■ PROVIDED INFORMATION

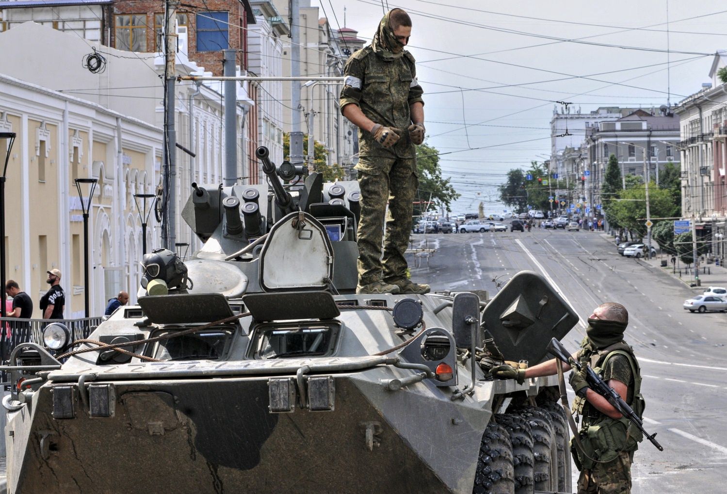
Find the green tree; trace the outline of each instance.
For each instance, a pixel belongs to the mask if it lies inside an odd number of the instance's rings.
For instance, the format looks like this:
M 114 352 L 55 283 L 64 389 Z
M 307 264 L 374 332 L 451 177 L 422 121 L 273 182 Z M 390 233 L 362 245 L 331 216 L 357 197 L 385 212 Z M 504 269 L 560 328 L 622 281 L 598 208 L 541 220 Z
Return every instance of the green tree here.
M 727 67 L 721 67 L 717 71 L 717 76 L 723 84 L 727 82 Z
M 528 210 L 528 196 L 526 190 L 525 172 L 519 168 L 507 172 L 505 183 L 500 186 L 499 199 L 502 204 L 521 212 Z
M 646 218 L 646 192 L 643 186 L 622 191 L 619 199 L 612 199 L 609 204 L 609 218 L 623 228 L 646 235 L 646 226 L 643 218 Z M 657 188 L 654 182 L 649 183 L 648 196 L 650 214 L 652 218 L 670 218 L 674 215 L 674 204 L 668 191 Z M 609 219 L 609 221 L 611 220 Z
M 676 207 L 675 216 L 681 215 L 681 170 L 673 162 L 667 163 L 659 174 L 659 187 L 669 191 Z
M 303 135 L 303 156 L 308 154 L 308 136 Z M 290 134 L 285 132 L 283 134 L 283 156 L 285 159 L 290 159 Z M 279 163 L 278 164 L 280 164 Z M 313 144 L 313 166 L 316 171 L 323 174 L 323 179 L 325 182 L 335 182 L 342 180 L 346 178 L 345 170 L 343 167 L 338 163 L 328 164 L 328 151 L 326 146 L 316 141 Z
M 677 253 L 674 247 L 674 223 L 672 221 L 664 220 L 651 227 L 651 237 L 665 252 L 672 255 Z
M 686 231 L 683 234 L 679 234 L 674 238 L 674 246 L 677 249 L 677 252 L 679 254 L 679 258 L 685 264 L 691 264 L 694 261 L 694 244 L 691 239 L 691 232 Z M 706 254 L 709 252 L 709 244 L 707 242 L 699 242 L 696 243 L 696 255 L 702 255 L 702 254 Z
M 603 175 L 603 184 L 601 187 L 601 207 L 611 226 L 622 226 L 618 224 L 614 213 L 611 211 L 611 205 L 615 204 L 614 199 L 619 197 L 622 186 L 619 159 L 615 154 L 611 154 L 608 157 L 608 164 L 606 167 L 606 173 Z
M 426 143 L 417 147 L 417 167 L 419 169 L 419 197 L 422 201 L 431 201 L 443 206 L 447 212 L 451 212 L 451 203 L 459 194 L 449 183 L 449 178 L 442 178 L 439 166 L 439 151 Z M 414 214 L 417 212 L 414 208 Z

■ WRITTEN REQUEST
Give the lines of the records above again with "green tree" renamed to "pine tree" everywhere and all else unchanged. Leave the pictures out.

■ EXPECTED OUTPUT
Find the pine tree; trace the outline of each instance.
For each instance, a pixel belongs to the mask if it lies inside an odd number of the instance's rings.
For instance, the format looks like this:
M 114 352 L 55 283 L 64 389 Z
M 307 264 L 374 332 L 451 177 L 422 121 L 273 182 Z M 390 233 L 362 245 L 331 216 L 357 197 L 385 212 Z M 504 269 L 560 328 L 622 281 L 598 208 L 541 220 Z
Return every instance of the pine tree here.
M 727 67 L 721 67 L 717 71 L 717 76 L 723 84 L 727 82 Z
M 528 210 L 528 196 L 526 190 L 525 172 L 519 168 L 507 172 L 505 183 L 500 186 L 499 199 L 502 204 L 521 212 Z
M 646 218 L 646 192 L 643 186 L 622 191 L 619 199 L 612 199 L 609 204 L 609 218 L 623 228 L 646 235 L 646 226 L 643 218 Z M 657 188 L 654 182 L 649 183 L 648 196 L 650 214 L 652 218 L 670 218 L 674 215 L 674 204 L 668 191 Z M 609 219 L 609 221 L 611 220 Z
M 676 207 L 675 216 L 681 215 L 681 170 L 673 162 L 667 163 L 659 174 L 659 187 L 669 191 Z
M 303 135 L 303 156 L 308 154 L 308 136 Z M 290 134 L 285 132 L 283 134 L 283 156 L 285 159 L 290 159 Z M 279 163 L 278 164 L 280 164 Z M 313 144 L 313 166 L 316 171 L 323 174 L 323 179 L 325 182 L 335 182 L 342 180 L 346 178 L 345 170 L 343 167 L 338 163 L 328 164 L 328 151 L 326 146 L 316 141 Z
M 677 253 L 674 247 L 674 223 L 672 221 L 664 220 L 651 227 L 651 237 L 665 252 L 672 255 Z
M 686 231 L 683 234 L 679 234 L 674 238 L 674 246 L 677 249 L 677 252 L 679 254 L 679 258 L 685 264 L 691 264 L 694 261 L 694 244 L 691 239 L 691 232 Z M 706 254 L 709 252 L 709 244 L 707 242 L 699 242 L 696 243 L 696 255 L 702 255 L 702 254 Z
M 603 175 L 603 184 L 601 187 L 601 207 L 611 226 L 622 226 L 618 224 L 614 213 L 611 211 L 611 205 L 615 204 L 614 199 L 619 197 L 622 186 L 619 159 L 615 154 L 611 154 L 608 157 L 608 164 L 606 167 L 606 173 Z
M 426 143 L 417 147 L 417 167 L 419 169 L 419 197 L 422 201 L 431 201 L 443 206 L 447 212 L 451 212 L 451 203 L 459 194 L 449 183 L 449 178 L 442 178 L 439 166 L 439 151 Z M 414 214 L 417 212 L 414 208 Z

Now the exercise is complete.